## [WHAT THE TASK REQUIRES]
Repeat exactly the lines that run from the start of the records below to the line with "the red rock cliff", including both of those lines but not the pictures.

-------- DATA SECTION

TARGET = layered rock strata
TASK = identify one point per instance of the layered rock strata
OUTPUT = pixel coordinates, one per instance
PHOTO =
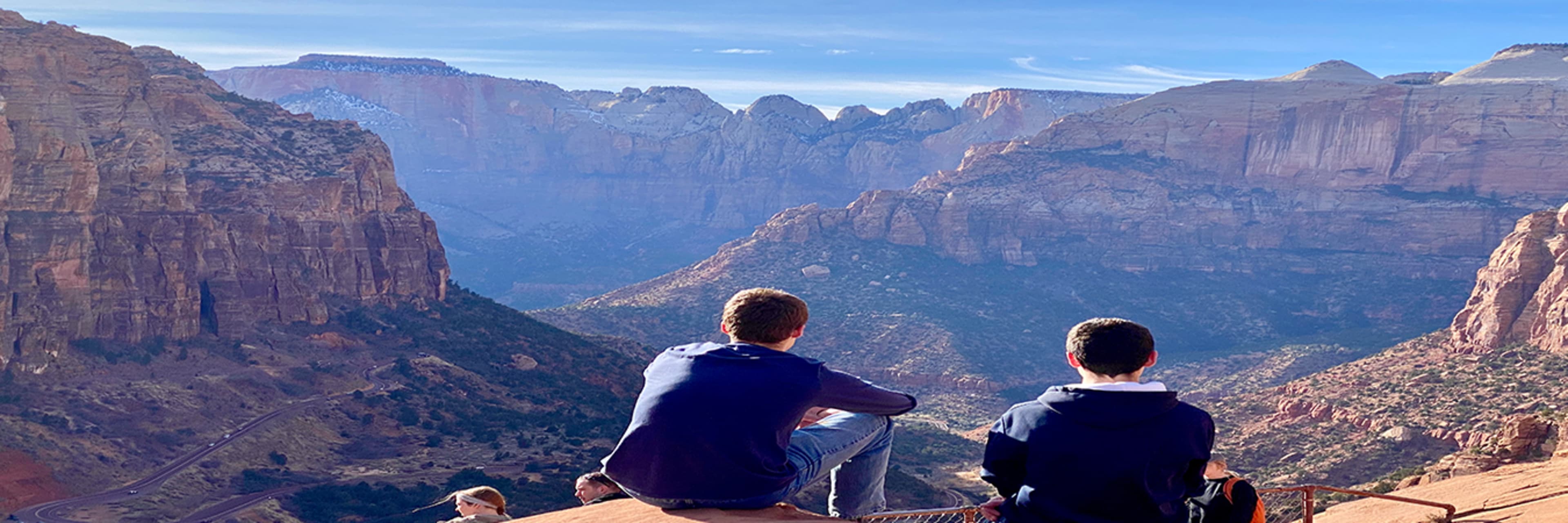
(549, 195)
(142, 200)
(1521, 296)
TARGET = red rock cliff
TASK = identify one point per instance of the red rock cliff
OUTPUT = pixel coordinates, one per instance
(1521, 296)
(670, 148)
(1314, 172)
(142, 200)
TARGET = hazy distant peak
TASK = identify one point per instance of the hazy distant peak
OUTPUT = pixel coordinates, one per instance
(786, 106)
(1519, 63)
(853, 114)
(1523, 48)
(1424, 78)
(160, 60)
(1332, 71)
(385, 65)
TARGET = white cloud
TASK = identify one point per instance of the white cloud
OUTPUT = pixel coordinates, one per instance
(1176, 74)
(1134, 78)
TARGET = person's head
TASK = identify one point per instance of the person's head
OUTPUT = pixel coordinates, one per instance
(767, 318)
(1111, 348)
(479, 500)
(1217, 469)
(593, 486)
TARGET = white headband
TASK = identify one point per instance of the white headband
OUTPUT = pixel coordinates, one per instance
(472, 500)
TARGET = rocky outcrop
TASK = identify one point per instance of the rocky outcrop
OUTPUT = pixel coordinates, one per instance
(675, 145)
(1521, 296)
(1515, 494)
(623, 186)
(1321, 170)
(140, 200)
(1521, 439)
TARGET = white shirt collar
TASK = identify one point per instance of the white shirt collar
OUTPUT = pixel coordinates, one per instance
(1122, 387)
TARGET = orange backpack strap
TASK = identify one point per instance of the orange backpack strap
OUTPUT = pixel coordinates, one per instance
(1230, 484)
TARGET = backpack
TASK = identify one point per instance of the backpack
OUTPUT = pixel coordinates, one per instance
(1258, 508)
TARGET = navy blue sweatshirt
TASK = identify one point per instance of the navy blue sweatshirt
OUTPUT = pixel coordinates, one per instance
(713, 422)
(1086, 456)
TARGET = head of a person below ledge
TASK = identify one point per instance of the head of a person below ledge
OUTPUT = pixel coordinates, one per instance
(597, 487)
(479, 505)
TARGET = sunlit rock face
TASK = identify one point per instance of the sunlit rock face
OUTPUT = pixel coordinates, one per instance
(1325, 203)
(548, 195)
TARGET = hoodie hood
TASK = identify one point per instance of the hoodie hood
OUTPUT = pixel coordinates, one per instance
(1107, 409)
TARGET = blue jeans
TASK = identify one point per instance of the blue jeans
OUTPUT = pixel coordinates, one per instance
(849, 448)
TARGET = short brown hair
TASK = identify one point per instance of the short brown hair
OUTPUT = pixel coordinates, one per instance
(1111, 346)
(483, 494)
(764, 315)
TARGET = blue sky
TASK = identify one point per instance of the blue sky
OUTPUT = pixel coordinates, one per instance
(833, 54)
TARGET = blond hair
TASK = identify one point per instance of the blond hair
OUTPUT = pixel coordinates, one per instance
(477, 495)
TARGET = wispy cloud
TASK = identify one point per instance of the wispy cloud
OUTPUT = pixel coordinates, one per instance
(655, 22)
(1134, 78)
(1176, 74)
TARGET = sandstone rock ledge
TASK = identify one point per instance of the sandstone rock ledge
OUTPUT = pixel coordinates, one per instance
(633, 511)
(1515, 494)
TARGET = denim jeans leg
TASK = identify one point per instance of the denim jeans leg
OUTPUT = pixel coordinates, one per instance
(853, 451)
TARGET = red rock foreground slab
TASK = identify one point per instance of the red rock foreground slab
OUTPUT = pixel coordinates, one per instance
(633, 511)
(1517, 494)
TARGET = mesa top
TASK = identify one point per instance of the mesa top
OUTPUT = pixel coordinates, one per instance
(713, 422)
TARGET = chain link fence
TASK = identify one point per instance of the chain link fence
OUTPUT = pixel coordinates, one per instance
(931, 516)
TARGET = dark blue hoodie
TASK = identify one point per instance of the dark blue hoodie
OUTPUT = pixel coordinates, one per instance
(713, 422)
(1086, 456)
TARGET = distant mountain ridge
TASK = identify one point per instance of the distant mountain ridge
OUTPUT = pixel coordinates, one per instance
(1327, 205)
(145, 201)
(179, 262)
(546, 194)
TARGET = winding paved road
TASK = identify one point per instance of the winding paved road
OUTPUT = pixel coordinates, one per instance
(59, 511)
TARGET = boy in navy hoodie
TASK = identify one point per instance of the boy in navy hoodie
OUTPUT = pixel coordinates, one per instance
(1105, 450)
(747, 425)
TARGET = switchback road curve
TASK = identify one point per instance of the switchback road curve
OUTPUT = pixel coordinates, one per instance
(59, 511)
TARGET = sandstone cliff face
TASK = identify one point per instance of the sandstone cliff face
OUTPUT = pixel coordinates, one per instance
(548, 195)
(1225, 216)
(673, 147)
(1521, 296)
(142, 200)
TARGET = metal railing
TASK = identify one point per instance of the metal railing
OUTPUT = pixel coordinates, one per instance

----------------

## [RESULT OF THE TASK]
TARGET = layered rock strata
TASK = identify one point per instance of the layered rock strata
OUTPUT = pixel coordinates, one per instance
PHOTO =
(549, 195)
(142, 200)
(1521, 296)
TARGET = red rock cliff
TASK = identify one point per instance of the red rock cliff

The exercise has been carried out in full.